Те же эффекты — в Хореографическом училище. Архитектура превращается в цепь пространств насквозь пронизанных солнечными светом. Через стеклянный холл главного входа просвечивает внутренний двор, за ним — блок с прозрачными ленточными окнами и галереей, в просвете которой виден нижний двор и стеклянные стены театра. Сквозь одно пространство, как в раме открывается другое, сквозь другое – третье, и так далее. Возникающий каскад «прозрачнос­тей», нанизанных на солнечный луч, как на ось, рождает ощущение бесконечного пути, целью ко­торого является свет.

Библиотека — структурализм, хореографиче­ское училище — неоконструктивизм 60-х; это выстраивание пространства из струящихся потоков естественного света не зависит от стилистичес­кой концепции. Увидев модернистские интерье­ры Ларина, ожидаешь чего-то подобного и от его сегодняшних работ, включающих стеклянные пе­реходы (офис журнала «Магистериум») или атри­ум (учебно-деловой комплекс во дворе старого Университета). Но макеты способны только на­мекнуть на это таинство, а не воссоздать его. Сергей Гришин, пытаясь облечь в слова свое от­ношение к Ларину, очень точно определил его главную тему. «Когда Ларин говорит об архитек­туре... стоит поверить первому его слову, и ты оказываешься во власти магии. Чтобы понять его архитектуру, в нее надо войти: почувствовать луч света на правой щеке, стену справа, «кана­ву» слева и т.д.» Тогда возникает сложная драма, архитектура превращается в ряд интереснейших событий.

──────

:: Условие задачи 1 ::
Перепечатайте отрывок из текста об архитектуре Ларина от слов «Те же эффекты» до слов «ко­торого является свет.».
:: Условие задачи 2 ::
Назовите по порядку все части Хореографического училища, которые, согласно тексту об архитектуре Ларина, открываются взгляду одна сквозь другую, начиная со стеклянного холла главного входа.

:: Фрагмент данных ::
──────

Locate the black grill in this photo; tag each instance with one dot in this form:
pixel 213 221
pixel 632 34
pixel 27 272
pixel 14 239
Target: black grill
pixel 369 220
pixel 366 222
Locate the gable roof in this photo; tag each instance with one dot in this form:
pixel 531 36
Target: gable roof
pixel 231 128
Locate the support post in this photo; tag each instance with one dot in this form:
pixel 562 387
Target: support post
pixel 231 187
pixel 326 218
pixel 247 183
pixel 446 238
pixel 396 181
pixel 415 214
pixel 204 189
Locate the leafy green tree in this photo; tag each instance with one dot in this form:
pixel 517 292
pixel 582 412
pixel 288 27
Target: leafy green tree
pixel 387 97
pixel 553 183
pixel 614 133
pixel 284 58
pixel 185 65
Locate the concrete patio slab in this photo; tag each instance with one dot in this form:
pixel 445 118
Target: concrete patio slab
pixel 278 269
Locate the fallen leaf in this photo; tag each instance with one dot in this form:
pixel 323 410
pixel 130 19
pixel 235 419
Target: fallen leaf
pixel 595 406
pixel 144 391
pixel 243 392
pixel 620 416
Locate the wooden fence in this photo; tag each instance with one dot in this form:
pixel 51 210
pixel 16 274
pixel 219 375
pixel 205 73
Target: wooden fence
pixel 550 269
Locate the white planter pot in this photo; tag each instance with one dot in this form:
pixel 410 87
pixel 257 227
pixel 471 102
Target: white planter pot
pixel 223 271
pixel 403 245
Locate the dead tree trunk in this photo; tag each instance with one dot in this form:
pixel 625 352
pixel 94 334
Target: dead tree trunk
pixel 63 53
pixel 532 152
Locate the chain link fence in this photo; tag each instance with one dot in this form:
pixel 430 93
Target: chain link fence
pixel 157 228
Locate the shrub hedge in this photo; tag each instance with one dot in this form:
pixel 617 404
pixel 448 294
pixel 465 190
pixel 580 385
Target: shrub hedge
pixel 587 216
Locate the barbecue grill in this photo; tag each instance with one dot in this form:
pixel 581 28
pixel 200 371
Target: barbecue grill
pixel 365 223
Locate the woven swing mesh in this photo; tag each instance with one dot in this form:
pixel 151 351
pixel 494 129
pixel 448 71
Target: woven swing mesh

──────

:: Итоговый ответ 1 ::
Те же эффекты — в Хореографическом училище. Архитектура превращается в цепь пространств насквозь пронизанных солнечными светом. Через стеклянный холл главного входа просвечивает внутренний двор, за ним — блок с прозрачными ленточными окнами и галереей, в просвете которой виден нижний двор и стеклянные стены театра. Сквозь одно пространство, как в раме открывается другое, сквозь другое – третье, и так далее. Возникающий каскад «прозрачнос­тей», нанизанных на солнечный луч, как на ось, рождает ощущение бесконечного пути, целью ко­торого является свет.

:: Итоговый ответ 2 ::
1. Стеклянный холл главного входа
2. Внутренний двор
3. Блок с прозрачными ленточными окнами и галереей
4. Нижний двор
5. Стеклянные стены театра